** EXTRAIT DU DOCUMENT **
========

Courte mais intense, la carrière de la patineuse Tonya Harding inspire tumulte et violence au réalisateur Craig Gillespie (Une Fiancée pas comme les autres ou The Finest Hour). Si Moi, Tonya ne semble ni savoir où aller ni quoi nous dire, c’est peut-être pour coller à l’image d’une héroïne paumée.

Tonya Harding c’est d’abord une petite fille qui ne se remettra jamais du départ de son père, elle se crèvera d’entraînement pour la seule chose qu’elle sait faire : patiner. Adolescente en lutte éternelle contre elle-même, elle va quitter très tôt une maison toxique. Malmenée par une mère qui la frappe, la rabaisse, elle se barre à quinze ans, barbelé sur les dents avec un mec violent qui la cogne, lui aussi. Si elle sait se défendre avec son effronterie, elle maquille ses bleus dont elle a tant besoin. On la bat et cela la booste, elle rappellera même Jeff, devenu son ex-mari, la veille d’un championnat, tant elle a besoin de coups pour se remotiver.

========

** DONNÉES PRÉSENTÉES **
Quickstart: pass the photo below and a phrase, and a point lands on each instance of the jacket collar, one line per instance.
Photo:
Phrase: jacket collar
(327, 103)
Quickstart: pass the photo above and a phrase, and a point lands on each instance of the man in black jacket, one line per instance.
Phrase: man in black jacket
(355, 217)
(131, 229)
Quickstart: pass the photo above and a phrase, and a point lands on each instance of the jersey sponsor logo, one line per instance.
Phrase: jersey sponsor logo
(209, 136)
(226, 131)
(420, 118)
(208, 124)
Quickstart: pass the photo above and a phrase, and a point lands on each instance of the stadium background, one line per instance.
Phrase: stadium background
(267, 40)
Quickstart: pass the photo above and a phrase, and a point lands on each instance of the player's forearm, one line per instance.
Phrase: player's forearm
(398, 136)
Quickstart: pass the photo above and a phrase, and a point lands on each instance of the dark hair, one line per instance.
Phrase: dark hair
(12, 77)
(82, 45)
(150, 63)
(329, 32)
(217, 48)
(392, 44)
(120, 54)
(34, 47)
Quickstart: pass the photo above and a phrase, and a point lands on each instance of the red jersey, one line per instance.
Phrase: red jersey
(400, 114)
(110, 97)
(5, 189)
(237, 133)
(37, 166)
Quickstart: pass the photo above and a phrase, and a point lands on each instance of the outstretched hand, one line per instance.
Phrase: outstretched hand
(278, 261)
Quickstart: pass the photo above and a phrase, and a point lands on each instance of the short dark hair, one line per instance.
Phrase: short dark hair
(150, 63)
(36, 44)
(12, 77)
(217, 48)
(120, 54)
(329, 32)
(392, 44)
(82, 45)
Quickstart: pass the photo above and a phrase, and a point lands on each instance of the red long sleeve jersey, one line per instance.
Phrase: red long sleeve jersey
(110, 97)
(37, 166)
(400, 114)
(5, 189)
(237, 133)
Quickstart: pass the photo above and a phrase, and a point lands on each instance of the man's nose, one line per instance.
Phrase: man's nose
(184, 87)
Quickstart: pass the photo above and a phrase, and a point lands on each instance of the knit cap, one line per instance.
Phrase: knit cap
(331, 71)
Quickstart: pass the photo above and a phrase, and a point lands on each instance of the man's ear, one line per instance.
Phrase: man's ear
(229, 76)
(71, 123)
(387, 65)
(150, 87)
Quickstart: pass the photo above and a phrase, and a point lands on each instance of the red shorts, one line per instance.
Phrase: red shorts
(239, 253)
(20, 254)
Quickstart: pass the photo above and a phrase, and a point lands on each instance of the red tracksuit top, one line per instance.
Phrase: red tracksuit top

========

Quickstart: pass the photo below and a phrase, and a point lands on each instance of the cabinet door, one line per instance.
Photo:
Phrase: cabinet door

========

** À FAIRE **
1. Reproduisez mot pour mot l'extrait consacré au film Moi, Tonya.
2. Dans les entrées, mettez en tableau Markdown, avec les colonnes Numéro et Contenu, la partie qui s'ouvre sur la ligne contenant « door, one line per instance. » et se ferme sur celle contenant « Phrase: cabinet door ». Ignorez les lignes vides.

** RÉPONSES AUX CONSIGNES **
1.
Courte mais intense, la carrière de la patineuse Tonya Harding inspire tumulte et violence au réalisateur Craig Gillespie (Une Fiancée pas comme les autres ou The Finest Hour). Si Moi, Tonya ne semble ni savoir où aller ni quoi nous dire, c’est peut-être pour coller à l’image d’une héroïne paumée.

Tonya Harding c’est d’abord une petite fille qui ne se remettra jamais du départ de son père, elle se crèvera d’entraînement pour la seule chose qu’elle sait faire : patiner. Adolescente en lutte éternelle contre elle-même, elle va quitter très tôt une maison toxique. Malmenée par une mère qui la frappe, la rabaisse, elle se barre à quinze ans, barbelé sur les dents avec un mec violent qui la cogne, lui aussi. Si elle sait se défendre avec son effronterie, elle maquille ses bleus dont elle a tant besoin. On la bat et cela la booste, elle rappellera même Jeff, devenu son ex-mari, la veille d’un championnat, tant elle a besoin de coups pour se remotiver.

2.
| Numéro | Contenu |
|---|---|
| 1 | Quickstart: pass the photo below and a phrase, and a point lands on each instance of the cabinet door, one line per instance. |
| 2 | Photo: |
| 3 | Phrase: cabinet door |